EXERCISE DETAILS: Can you copy the lines from the one that contains "[locate] woman in" through the end of the material below, exactly and with nothing else?
======== EXERCISE INPUTS
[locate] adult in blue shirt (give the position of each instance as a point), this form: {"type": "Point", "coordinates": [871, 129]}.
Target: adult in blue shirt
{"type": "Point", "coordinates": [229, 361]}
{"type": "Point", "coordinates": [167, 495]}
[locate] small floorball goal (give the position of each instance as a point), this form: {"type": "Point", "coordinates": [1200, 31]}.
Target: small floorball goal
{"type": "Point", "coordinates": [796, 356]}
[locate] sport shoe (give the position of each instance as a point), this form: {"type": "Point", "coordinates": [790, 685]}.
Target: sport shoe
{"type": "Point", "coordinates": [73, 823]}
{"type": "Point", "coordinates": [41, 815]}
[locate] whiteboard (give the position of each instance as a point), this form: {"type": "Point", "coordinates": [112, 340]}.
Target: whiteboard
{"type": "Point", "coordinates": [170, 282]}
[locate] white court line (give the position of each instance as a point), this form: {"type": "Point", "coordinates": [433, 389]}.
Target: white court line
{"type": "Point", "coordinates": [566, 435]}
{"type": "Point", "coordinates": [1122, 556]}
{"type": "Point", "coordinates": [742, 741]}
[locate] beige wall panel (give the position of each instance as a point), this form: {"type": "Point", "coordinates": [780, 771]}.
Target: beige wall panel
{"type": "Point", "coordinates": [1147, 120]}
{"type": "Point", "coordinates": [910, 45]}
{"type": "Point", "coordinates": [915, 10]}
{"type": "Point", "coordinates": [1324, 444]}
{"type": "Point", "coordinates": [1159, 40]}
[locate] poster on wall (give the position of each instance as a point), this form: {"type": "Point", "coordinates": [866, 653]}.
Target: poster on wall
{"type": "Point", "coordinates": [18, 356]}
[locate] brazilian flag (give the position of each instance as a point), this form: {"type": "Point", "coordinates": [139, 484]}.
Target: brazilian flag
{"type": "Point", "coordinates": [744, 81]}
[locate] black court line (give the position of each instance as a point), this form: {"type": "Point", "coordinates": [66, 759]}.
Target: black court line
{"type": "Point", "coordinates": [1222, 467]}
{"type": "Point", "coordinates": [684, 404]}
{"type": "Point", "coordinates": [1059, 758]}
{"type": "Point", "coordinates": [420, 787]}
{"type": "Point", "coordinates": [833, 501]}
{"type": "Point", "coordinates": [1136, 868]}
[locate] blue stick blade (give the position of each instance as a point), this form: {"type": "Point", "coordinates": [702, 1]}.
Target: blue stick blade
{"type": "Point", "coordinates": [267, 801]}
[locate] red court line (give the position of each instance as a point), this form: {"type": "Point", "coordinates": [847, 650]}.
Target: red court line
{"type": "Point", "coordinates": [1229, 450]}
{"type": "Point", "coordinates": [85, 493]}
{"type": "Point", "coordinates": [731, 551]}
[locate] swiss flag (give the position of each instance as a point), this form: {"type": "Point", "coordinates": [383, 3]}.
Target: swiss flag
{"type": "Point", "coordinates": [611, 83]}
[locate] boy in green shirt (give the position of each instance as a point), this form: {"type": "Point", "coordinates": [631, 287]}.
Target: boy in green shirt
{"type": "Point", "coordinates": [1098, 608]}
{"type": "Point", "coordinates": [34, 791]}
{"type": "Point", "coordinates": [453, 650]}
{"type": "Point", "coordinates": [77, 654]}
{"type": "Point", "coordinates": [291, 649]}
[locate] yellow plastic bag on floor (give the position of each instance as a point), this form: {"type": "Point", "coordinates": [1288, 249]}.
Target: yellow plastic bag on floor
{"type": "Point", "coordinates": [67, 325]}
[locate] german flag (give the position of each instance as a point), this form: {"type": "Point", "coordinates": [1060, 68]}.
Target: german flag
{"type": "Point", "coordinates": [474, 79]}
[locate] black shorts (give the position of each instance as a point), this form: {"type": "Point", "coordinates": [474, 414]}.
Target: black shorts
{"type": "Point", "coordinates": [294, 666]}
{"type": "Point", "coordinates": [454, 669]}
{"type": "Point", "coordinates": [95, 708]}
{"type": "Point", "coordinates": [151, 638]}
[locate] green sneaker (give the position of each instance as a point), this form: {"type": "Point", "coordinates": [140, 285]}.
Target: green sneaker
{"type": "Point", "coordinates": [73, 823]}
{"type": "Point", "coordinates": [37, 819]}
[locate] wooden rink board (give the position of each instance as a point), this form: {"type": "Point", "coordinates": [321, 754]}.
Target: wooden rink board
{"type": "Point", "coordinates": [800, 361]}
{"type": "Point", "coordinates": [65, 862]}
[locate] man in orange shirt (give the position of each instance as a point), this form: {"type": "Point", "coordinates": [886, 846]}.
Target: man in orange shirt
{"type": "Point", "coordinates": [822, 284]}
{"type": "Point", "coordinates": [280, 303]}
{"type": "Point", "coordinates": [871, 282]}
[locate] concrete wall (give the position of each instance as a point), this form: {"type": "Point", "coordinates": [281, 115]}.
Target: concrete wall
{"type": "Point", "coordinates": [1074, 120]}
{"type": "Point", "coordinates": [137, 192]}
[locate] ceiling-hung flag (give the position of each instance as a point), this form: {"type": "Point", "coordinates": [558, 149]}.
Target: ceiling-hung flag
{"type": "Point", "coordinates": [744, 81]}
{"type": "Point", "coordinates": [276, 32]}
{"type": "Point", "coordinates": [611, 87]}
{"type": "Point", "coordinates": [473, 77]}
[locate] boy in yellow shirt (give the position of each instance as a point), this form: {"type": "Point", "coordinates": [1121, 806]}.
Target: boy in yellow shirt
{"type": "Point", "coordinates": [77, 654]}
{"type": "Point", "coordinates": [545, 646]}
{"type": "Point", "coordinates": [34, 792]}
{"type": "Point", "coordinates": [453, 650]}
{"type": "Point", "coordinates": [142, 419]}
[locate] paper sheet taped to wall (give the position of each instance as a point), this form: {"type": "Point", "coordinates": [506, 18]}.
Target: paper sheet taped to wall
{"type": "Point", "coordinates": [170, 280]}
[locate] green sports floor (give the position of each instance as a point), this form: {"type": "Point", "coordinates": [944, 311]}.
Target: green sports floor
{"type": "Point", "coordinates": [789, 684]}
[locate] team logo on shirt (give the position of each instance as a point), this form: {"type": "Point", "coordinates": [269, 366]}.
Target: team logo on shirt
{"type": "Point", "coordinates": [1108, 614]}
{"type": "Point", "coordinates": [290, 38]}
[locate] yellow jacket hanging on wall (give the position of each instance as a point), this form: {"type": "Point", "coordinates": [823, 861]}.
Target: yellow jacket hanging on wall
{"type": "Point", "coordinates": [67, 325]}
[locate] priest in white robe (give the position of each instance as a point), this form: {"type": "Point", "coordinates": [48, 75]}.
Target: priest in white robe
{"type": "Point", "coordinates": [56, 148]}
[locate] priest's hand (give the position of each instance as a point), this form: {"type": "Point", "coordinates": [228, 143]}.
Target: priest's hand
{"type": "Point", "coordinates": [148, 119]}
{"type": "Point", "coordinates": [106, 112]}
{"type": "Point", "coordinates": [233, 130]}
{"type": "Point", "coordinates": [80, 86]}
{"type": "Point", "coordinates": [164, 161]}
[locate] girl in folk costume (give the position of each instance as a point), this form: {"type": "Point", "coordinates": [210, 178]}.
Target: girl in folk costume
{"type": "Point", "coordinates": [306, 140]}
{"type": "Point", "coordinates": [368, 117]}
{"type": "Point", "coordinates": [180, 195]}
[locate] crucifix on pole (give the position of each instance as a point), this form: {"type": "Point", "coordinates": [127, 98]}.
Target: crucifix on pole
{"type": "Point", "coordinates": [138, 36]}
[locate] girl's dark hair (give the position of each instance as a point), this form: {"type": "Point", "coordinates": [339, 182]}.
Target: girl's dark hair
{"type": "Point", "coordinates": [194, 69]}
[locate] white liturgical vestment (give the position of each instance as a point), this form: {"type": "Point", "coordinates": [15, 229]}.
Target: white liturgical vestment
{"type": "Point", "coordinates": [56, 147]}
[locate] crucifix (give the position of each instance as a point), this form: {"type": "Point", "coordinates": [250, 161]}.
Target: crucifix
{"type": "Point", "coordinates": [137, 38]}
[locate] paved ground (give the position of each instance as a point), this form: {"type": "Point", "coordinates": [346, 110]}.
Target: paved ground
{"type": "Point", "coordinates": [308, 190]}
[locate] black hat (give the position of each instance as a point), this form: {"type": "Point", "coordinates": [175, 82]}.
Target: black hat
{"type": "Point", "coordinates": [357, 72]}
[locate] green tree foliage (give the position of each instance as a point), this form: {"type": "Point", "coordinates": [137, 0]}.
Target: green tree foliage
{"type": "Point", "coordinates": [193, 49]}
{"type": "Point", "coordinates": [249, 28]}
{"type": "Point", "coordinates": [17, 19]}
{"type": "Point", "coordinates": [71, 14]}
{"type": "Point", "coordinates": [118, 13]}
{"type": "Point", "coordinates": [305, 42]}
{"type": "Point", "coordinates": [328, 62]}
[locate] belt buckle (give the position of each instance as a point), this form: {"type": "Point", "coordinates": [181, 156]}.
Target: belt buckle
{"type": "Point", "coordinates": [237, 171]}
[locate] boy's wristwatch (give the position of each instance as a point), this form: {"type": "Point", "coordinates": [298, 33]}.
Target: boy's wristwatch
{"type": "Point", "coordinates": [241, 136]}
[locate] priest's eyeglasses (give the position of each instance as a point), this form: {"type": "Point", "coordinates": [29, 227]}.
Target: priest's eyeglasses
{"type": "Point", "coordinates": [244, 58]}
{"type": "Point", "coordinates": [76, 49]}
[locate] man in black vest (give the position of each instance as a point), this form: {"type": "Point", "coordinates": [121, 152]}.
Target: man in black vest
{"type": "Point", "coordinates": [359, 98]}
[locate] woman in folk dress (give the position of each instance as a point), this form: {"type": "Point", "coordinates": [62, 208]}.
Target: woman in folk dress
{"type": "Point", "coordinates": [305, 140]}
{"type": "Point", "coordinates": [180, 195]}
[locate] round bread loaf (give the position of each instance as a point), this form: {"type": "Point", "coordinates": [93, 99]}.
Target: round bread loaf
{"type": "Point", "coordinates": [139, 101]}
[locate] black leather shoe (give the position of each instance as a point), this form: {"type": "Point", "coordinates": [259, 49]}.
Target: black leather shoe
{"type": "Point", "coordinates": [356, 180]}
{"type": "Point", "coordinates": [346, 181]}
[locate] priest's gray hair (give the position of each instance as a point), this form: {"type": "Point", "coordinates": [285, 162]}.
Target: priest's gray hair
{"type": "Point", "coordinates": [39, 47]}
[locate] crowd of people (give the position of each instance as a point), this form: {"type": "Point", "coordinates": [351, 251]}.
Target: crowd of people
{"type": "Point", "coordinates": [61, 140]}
================
COMPLETE ANSWER:
[locate] woman in folk dress (give the position of each instance as a point), this form: {"type": "Point", "coordinates": [62, 208]}.
Target: woman in folk dress
{"type": "Point", "coordinates": [305, 140]}
{"type": "Point", "coordinates": [180, 195]}
[locate] round bread loaf (give the position of each instance as a point), this form: {"type": "Point", "coordinates": [93, 99]}.
Target: round bread loaf
{"type": "Point", "coordinates": [139, 101]}
[locate] black leather shoe (give the position of each instance as a point), this form: {"type": "Point", "coordinates": [259, 49]}.
Target: black leather shoe
{"type": "Point", "coordinates": [356, 180]}
{"type": "Point", "coordinates": [346, 181]}
[locate] priest's gray hair (give the position of each instance as a point), this form: {"type": "Point", "coordinates": [285, 162]}.
Target: priest's gray hair
{"type": "Point", "coordinates": [39, 47]}
[locate] crowd of people (give the position of each instance as a point), this form: {"type": "Point", "coordinates": [351, 251]}.
Target: crowd of people
{"type": "Point", "coordinates": [61, 140]}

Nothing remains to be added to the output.